## BEGIN Text
The Star pt. VI


In conclusion…

“No one can drink, at the same time, of the cup of the Lord and of the cup of the demons. Nor can you, at the same time, be partakers of the table of the Lord and of the table of the demons. Or would we set ourselves against the selfhood power given by the Lord? Or are we, perhaps, stronger than he?” (1 Corinthians 10:21-22)   

Divine will, or the will of God, is a concept introduced in the Hebrew Bible going on to influence Christianity and Islam. There is, to my knowledge, nowhere this concept is recorded before the Hebrew Bible, even the texts that may have inspired the Hebrew Bible do not make mention of the concept of Divine will. 

This raises some questions such as: Does the “will of God” pertain to other cultures’ ideas of God, gods, and their relation to persons? Do other religions or spiritual traditions have this concept or is it exclusively an Abrahamic construct? 

If so, then that would, of course, be reason enough for a Christian worldview that necessitates a sort of want to further God’s plan however if we do not really know what that “will of God” is then it seems to me that it’s really a misnomer justifying the actions of men.

The Roman cult of emperors was crucial to the state’s livelihood that to turn against the pantheon of divinized emperors was committing treason. The system worked with the Roman Senate voting on a deceased emperor’s deification—seeing a post-mortem apotheosis process which was, essentially, a continuation of older traditions of the Greeks and Roman cultures going back to Mesopotamia. 

It was a Western mandate of Heaven that allowed rulers to trace their authority to the gods, giving their political power and influence an aura of sanctification. 

The godman, Augustus Caesar, was also seen as a savior of his day in the early first century bringing might and power to the world, he was the benefactor of a world gone mad with chaos and uniting it under his military strength and command–his birth was seen as the evangelion of the age. These words ascribed to the emperor are recorded on a stone found in Turkey that are dated to 9 BCE. 

This Roman cult of emperors would, of course, lose its state significance with the adoption of Christianity, but the divine rule would continue on through Christianity via the political legitimacy of absolute monarchies and aristocratic societies. The monarch was accountable to God alone and ruled as an extension of this divine authority; A political system where the royal head strategically conquers the world, Dei Gratia

This form of God’s will, if we could call it that, is national Providentialism, which can be seen in modern times by Christian Zionist. National providence is the idea that God judges nations based on the virtue of their leaders as well as there being a special role–ordained by God–for nations that are particular to God’s plan. 

Deus vult is the header of this interpretive framework that only seems to justify a nationalistic and imperialism lens of Christian authority–making the same authorities the same powers and principalities spoken of by St. Paul. The issue of these powers using the concept of God’s will as a war cry to take from others as well as to crucify lesser nations upon the cross of our Lord through oppressive missionary tactics and military occupations of third world nations that just so happen to have natural resources… or land. This… this is not what God’s will feels like it is supposed to mean. Christ came with a sword, but He did not come for oil and precious minerals. 

Humans do that.
## END Text
## BEGIN Supplied information
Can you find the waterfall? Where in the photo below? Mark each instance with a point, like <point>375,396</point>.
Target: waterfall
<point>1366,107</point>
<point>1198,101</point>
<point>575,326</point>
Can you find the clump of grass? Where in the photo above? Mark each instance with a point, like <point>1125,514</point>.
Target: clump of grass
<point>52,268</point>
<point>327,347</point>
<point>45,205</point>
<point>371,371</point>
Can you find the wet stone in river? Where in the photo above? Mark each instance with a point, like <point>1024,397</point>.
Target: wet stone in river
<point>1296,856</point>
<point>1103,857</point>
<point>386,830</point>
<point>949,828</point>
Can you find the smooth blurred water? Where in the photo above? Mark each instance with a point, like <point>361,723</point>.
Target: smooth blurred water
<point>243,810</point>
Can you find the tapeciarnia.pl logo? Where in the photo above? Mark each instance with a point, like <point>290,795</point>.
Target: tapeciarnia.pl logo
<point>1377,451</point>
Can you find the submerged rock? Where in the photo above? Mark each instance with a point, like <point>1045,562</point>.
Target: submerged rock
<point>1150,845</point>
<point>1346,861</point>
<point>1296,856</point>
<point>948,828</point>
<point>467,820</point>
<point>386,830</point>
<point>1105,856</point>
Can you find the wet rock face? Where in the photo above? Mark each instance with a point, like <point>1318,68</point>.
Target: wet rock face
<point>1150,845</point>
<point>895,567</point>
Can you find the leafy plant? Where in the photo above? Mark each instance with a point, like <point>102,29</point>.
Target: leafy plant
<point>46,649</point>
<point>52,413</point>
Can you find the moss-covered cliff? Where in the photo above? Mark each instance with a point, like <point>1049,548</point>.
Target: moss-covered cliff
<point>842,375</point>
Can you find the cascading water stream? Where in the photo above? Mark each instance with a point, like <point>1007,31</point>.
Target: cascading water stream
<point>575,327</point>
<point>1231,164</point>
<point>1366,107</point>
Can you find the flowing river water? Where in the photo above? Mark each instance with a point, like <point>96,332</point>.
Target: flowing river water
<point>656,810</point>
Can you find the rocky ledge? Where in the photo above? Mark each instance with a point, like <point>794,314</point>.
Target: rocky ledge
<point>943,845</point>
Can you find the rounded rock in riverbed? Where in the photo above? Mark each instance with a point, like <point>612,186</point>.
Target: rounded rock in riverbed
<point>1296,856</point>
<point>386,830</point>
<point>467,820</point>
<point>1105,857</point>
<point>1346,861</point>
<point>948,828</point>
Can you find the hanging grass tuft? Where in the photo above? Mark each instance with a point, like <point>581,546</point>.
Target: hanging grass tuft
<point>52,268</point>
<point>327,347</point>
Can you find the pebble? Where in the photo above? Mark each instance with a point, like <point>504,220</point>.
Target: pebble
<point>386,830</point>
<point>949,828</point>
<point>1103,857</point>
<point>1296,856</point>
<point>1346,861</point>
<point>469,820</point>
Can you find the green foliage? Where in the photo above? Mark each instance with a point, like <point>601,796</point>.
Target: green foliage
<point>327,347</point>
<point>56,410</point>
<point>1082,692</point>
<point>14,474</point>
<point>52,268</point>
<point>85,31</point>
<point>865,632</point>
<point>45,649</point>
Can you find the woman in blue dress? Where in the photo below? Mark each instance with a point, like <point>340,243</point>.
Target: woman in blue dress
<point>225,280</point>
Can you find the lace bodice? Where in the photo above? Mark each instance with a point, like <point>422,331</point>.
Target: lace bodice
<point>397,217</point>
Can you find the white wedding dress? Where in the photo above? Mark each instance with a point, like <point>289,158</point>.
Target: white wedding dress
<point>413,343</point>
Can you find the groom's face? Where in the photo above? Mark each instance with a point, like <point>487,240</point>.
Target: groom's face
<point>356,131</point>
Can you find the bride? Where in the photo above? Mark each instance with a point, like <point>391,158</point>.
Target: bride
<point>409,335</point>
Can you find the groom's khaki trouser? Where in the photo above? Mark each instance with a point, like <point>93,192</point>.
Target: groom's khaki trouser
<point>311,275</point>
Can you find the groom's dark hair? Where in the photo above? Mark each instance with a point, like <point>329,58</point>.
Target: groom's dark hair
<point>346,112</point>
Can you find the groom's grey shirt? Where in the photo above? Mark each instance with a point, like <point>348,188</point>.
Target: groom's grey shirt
## END Supplied information
Set of tasks
1/ In the essay, why was turning against the pantheon of divinized emperors seen as treason in Rome?
2/ Rewrite the part of the listing that opens with the line containing "Can you find the tapeciarnia.pl" and closes with the line containing "<point>895,567</point>", both ends included. Keep the requests as they are, and multiply every point coordinate in the answers by 0.9, rounding to whole numbers with halves rounded up.

Task answers
1/ The Roman cult of emperors was crucial to the state's livelihood, so turning against the pantheon of divinized emperors counted as committing treason.

2/
Can you find the tapeciarnia.pl logo? Where in the photo above? Mark each instance with a point, like <point>290,795</point>.
Target: tapeciarnia.pl logo
<point>1239,406</point>
Can you find the submerged rock? Where in the photo above? Mark each instance with a point, like <point>1045,562</point>.
Target: submerged rock
<point>1035,761</point>
<point>1211,775</point>
<point>1166,770</point>
<point>853,745</point>
<point>420,738</point>
<point>347,747</point>
<point>995,770</point>
Can you find the wet rock face? Where in the photo above? Mark each instance with a point, like <point>1318,68</point>.
Target: wet rock face
<point>1035,761</point>
<point>806,510</point>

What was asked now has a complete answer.